Natural-language object grounding data:
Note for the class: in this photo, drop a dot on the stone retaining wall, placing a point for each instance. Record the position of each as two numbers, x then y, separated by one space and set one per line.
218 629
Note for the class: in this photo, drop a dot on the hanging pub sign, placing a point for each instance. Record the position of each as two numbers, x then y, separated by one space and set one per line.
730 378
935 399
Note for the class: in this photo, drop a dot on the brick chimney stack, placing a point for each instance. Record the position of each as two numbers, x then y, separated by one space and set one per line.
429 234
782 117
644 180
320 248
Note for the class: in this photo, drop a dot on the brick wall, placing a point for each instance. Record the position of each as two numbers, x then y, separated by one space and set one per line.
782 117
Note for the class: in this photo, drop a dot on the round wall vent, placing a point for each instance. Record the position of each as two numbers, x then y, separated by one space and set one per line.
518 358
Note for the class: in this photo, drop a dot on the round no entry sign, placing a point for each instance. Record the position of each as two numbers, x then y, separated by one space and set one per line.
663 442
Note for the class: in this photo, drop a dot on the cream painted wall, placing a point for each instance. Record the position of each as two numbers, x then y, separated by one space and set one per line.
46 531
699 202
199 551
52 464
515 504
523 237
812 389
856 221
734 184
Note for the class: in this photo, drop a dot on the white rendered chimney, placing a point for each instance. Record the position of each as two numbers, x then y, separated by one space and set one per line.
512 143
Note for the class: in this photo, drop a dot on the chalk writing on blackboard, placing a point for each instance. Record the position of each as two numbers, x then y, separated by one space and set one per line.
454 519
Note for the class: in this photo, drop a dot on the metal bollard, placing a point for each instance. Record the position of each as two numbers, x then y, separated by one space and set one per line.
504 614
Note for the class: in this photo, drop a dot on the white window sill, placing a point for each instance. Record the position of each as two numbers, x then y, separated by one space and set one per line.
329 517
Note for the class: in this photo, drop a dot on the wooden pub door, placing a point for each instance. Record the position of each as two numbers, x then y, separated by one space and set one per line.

# Your objective:
Your response must consist of every line above, reproduced exactly.

# Answer space:
Note for the class: in this photo, drop a dot on the stone retaining wall, placing a point for each instance. Record the position of each as two numbers, x then y, separated by one space and set one per line.
218 629
Note for the class: in this photo, drop a dot on the hanging pub sign, placing a point for each instance. Record the position of each as two numbers, x then y, separated by one space and set one per line.
730 378
935 399
Note for the class: in this photo, drop a dot on the brick chimney stack, placing a point for each instance. Record the position of each as two numbers, x then y, separated by one space and set one per line.
429 234
782 117
644 180
320 248
Note for the class: in this photo, drop a dot on the brick wall, placing a point for each instance. Record the position of each as two numbers, x then y, separated by one space and set one per line.
782 117
Note for the class: in this photo, drop a dot on the round wall vent, placing a point for each instance. Record the position of each as two numbers, x then y, separated by one space and set one per line.
518 358
Note for the class: in this photo, drop a dot on the round no entry sign, placing a point for each instance. Record the position of each as two numbers, x then y, separated by one space and set one per line.
663 442
Note for the class: in this photo, drop a dot on the cream painted wall, placing a point for each instance. Record the position of each as two numbers, x then y, separated by one space and set one per line.
46 531
699 202
199 551
52 464
515 504
523 237
812 389
856 221
734 184
Note for the class: in this photo, drop a dot on the white rendered chimney, placing a point for each instance. Record the position of each as two numbers, x then y, separated by one space and set one per line.
512 143
Note for the class: in this photo, drop a dot on the chalk writing on blackboard, placing a point for each instance. Record the position of each as two numbers, x then y, separated by one space and set one per line.
454 519
Note for the class: in this photo, drop a dot on the metal bollard, placing a point for each instance. Record the position of each as two numbers, x then y, separated by one space and set one per line.
504 614
Note for the class: in this photo, drop a dot on the white window sill, placing a point for each instance. Record the position of each as two numbers, x then y, separated by one space and set one per line.
329 517
Note for the class: in this photo, drop a dot on the wooden pub door, placing a point for each instance. Record the position of each as two numbers, x then y, separated by one space and set one per line.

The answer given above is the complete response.